DIRECTIONS - Repeat each of the following records line for line, with no changes, and omit the pictures from your reply.

###

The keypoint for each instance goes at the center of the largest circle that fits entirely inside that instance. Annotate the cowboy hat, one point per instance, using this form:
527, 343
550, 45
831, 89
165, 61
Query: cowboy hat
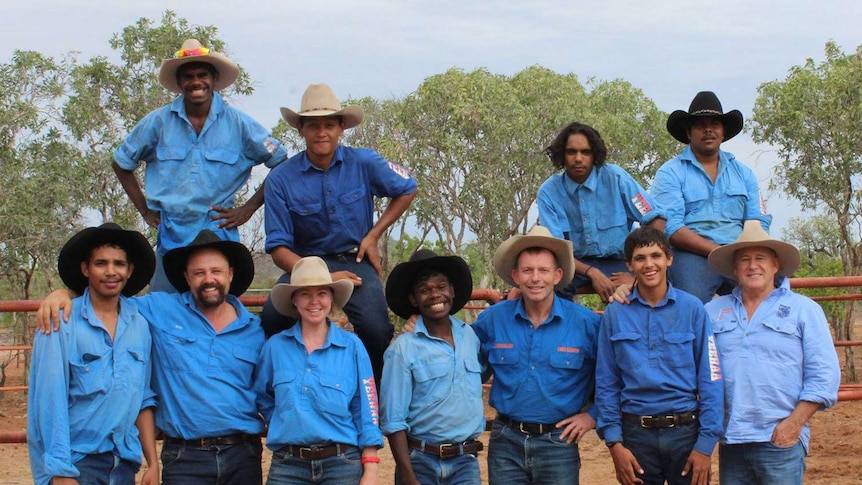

###

FULL ANSWER -
The keypoint for each instance goes at the center of the largest circle that fits entirely inside that instance. Annotate the cowboy hat, one point per instance, using this form:
527, 343
550, 45
831, 89
165, 61
Query: cowboy hat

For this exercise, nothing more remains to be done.